━━━━━ MATERIAL FOR THIS EXERCISE ━━━━━

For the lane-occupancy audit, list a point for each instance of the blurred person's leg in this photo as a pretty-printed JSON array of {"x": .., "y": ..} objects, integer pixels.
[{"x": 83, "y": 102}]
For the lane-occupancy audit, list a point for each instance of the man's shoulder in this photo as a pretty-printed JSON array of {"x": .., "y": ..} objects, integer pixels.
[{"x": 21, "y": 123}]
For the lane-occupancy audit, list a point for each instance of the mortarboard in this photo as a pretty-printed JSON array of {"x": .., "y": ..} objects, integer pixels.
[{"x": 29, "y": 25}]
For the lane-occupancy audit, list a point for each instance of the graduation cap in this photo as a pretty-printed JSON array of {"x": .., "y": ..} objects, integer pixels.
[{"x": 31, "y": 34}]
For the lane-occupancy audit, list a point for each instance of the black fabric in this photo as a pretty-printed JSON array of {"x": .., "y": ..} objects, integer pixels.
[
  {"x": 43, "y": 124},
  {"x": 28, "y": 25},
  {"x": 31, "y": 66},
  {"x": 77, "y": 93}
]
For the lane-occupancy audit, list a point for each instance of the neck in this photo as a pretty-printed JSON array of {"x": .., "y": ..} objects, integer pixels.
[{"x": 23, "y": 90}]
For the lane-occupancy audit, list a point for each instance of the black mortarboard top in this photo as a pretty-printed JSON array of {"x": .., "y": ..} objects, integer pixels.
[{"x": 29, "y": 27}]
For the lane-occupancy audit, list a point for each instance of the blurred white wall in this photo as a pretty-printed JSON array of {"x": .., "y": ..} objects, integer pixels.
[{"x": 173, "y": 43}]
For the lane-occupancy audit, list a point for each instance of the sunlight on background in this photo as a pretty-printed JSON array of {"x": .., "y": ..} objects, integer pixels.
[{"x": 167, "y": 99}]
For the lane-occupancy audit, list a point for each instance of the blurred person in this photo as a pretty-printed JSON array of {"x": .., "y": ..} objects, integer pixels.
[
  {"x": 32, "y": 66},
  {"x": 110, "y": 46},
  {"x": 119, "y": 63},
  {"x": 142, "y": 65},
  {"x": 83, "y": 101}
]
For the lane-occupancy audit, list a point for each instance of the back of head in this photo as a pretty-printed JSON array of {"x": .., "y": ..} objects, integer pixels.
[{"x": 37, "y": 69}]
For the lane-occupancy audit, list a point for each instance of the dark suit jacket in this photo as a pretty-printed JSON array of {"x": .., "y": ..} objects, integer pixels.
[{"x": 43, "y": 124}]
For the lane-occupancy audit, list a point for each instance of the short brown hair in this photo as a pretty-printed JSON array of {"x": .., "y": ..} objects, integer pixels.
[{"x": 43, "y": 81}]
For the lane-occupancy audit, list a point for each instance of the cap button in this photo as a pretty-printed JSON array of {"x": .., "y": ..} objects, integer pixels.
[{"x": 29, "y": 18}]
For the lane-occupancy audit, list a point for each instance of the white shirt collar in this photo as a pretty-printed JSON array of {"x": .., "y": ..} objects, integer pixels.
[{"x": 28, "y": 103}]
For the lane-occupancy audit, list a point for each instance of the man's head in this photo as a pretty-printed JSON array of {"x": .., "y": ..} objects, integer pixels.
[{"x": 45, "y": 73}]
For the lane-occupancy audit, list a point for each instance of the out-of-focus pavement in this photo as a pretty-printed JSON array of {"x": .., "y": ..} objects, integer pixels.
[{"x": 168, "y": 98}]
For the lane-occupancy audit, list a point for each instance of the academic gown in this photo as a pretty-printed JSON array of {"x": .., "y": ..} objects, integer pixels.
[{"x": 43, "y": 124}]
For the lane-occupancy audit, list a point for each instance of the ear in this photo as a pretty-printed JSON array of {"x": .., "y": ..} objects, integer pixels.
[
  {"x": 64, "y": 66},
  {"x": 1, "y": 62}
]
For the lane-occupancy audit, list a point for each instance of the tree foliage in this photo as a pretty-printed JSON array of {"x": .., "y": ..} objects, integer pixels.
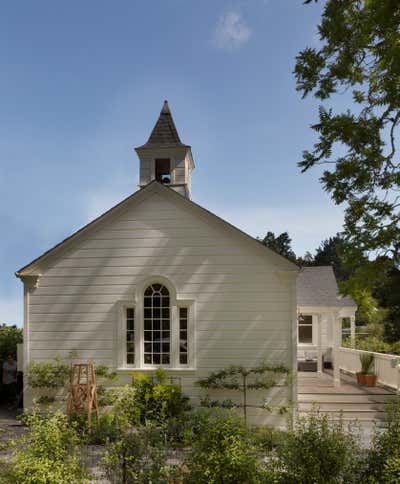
[
  {"x": 359, "y": 56},
  {"x": 10, "y": 336},
  {"x": 281, "y": 244}
]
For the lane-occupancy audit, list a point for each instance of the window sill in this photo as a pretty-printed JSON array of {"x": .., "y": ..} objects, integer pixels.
[{"x": 154, "y": 368}]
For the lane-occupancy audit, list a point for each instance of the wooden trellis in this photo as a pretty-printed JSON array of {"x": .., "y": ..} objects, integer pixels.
[{"x": 82, "y": 398}]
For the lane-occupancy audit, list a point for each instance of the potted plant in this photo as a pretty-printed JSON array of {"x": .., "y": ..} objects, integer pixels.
[
  {"x": 370, "y": 376},
  {"x": 367, "y": 363}
]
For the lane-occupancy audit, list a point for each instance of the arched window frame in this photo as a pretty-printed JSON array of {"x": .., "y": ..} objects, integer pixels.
[{"x": 137, "y": 303}]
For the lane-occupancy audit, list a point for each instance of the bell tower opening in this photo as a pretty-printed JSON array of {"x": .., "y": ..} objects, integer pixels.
[
  {"x": 164, "y": 158},
  {"x": 163, "y": 170}
]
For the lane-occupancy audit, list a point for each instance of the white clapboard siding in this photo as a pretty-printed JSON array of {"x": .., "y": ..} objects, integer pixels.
[
  {"x": 243, "y": 307},
  {"x": 179, "y": 277}
]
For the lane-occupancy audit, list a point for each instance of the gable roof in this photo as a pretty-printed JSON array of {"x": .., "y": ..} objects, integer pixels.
[
  {"x": 317, "y": 286},
  {"x": 138, "y": 195},
  {"x": 164, "y": 133}
]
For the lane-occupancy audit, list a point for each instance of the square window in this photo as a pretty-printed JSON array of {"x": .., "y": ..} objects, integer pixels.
[{"x": 305, "y": 334}]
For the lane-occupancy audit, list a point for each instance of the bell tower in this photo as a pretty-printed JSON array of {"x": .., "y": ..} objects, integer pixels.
[{"x": 165, "y": 158}]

━━━━━

WHAT THE TASK ASKS:
If an entry above holds a picture, omit the picture but retype everything else exactly.

WRITTEN REPLY:
For the lane-occupancy audit, list a point for each instance of the blurred person's leg in this photo as a pretty-printed JSON array of {"x": .., "y": ..} objects, integer pixels.
[{"x": 83, "y": 102}]
For the lane-occupancy audit, list a point for each instance of the man's shoulder in this photo as a pretty-printed JSON array of {"x": .., "y": ..} objects, integer pixels.
[{"x": 21, "y": 123}]
For the lane-occupancy audit, list a point for each instance of the mortarboard in this photo as a pretty-printed JSON array of {"x": .., "y": ..} objects, integer pixels.
[{"x": 29, "y": 25}]
For the lane-occupancy audit, list a point for each instance of the graduation cap in this photo as a pretty-printed JSON array of {"x": .., "y": ..} objects, integer pixels.
[{"x": 31, "y": 34}]
For the lane-occupancy audit, list a point for each instance of the black fabric in this photo as a pretty-printed JSON array of {"x": .., "y": ..} objects, integer pixels.
[
  {"x": 43, "y": 124},
  {"x": 28, "y": 25},
  {"x": 31, "y": 66},
  {"x": 77, "y": 93}
]
For the lane-occupancy audit, list a point for each instance of the neck in this photo as a pretty-printed JSON array of {"x": .., "y": ..} objects, integer pixels.
[{"x": 23, "y": 90}]
For the lane-occupancy audit, list a point for each instance of the black mortarboard top in this photo as a pretty-printed JSON array of {"x": .., "y": ..} objects, integer pixels.
[{"x": 29, "y": 27}]
For the lane-occupancy audit, list a point for each instance of the blurred white wall in this photo as a pretty-printed JSON array of {"x": .., "y": ..} objects, integer pixels.
[{"x": 173, "y": 43}]
For the lane-occupancy audit, list a point for each instance of the sunlight on background in this photo as a pretty-printed JSON array of {"x": .., "y": ..} objects, integer pixels.
[{"x": 167, "y": 99}]
For the lane-occupancy audit, list a point for each instance of the blurred person in this photo as a pretty-printed JSON array of {"x": .., "y": ..} objects, integer pixels.
[
  {"x": 32, "y": 66},
  {"x": 110, "y": 46},
  {"x": 119, "y": 63},
  {"x": 142, "y": 65},
  {"x": 83, "y": 101}
]
For the lane-occupancy audit, list a point for each instance of the back of head in this photo as a pretty-printed JSON array of {"x": .., "y": ..} objects, integer pixels.
[{"x": 37, "y": 69}]
For the lane-occupancy audit, list a point for each instance of the dark suit jacket in this photo as a pretty-printed JSON array of {"x": .., "y": ..} objects, integer pixels.
[{"x": 43, "y": 124}]
For the lane-occupancy audit, list a point for each instance of the short brown hair in this photo as a pretty-printed JSON array of {"x": .., "y": ..} objects, integer pixels.
[{"x": 43, "y": 81}]
For the lane-occupancy audit, list a point for each instance of the cap button in this photo as a pretty-printed JSON array of {"x": .., "y": ..} objects, integer pixels.
[{"x": 29, "y": 18}]
For the lane-occupancy audit, list a point for each instance of the white shirt collar in this photo as a pretty-printed JSON array of {"x": .., "y": ..} objects, integer pixels.
[{"x": 28, "y": 103}]
For the lane-occupancy audit, list a point for each instance of the man's head in this photo as a pretty-printed JSON array of {"x": .., "y": ..} objects, integer pixels.
[{"x": 45, "y": 73}]
For the lane-occupancy audit, list a point for each instance of the out-of-focus pavement in this photo as a pretty-printed JSON array of {"x": .., "y": ..} objects, integer pixels.
[{"x": 168, "y": 98}]
For the lane-occupancy audit, list a point for each instance of the academic gown in this photo as a pretty-printed JSON array of {"x": .., "y": ..} objects, integer pixels.
[{"x": 43, "y": 124}]
For the lane-occupancy audit, list a point for each instance of the ear in this photo as a pretty-printed JSON array of {"x": .., "y": ..} objects, integer pixels.
[
  {"x": 64, "y": 66},
  {"x": 1, "y": 62}
]
For the lane-occupancy audit, list a point for each instance of the tree foliage in this photo as a pretty-printed JSON array of {"x": .., "y": ..} objects, integer pixels.
[
  {"x": 359, "y": 56},
  {"x": 10, "y": 336},
  {"x": 281, "y": 244}
]
For the lane-occupancy audit, list a point for each instance of the window sill in this photo as a pretty-printed JSON array of {"x": .., "y": ..} objects, integer pixels.
[{"x": 154, "y": 368}]
For the lane-occupancy audit, list a point for each instance of the wooden trellis in this photo as a pretty-printed JSON array of {"x": .., "y": ..} objects, integer pixels.
[{"x": 82, "y": 398}]
For the lane-occupancy audit, list a point for each instance of the potted plant in this photo as a pretty-printed JSON array of {"x": .., "y": ..} objects, integer pixels.
[
  {"x": 370, "y": 376},
  {"x": 367, "y": 363}
]
For the lane-occupancy audit, list a point for each instance of the arched window frame in this photo as a pretty-printed JSON array of {"x": .., "y": ..} objects, integer pixels.
[{"x": 137, "y": 303}]
For the lane-occupancy audit, list a point for each instance of the bell tower opening in this photo as a pretty-printed JSON array of {"x": .., "y": ..} objects, integer pixels.
[
  {"x": 164, "y": 158},
  {"x": 163, "y": 170}
]
For the lane-occupancy audit, list a point for each instance of the white clapboard siding in this photo as a pretty-printed JSON array of {"x": .., "y": ..} objects, integer pixels.
[
  {"x": 243, "y": 307},
  {"x": 179, "y": 277}
]
For the lane-occupancy audit, list a point for each instance of the gable roof in this photo as a pretty-printed JSON array of {"x": .., "y": ..} objects, integer pixels.
[
  {"x": 317, "y": 286},
  {"x": 138, "y": 195},
  {"x": 164, "y": 133}
]
For the lane-occupancy audit, list a point for each instance of the square window in this photo as a pretty-printed JSON array of {"x": .., "y": ..} objects, integer pixels.
[{"x": 305, "y": 334}]
For the lane-occupancy audit, list a point for each instance of the bell tower in this photo as a pretty-printed JSON array of {"x": .., "y": ..} objects, integer pixels.
[{"x": 165, "y": 158}]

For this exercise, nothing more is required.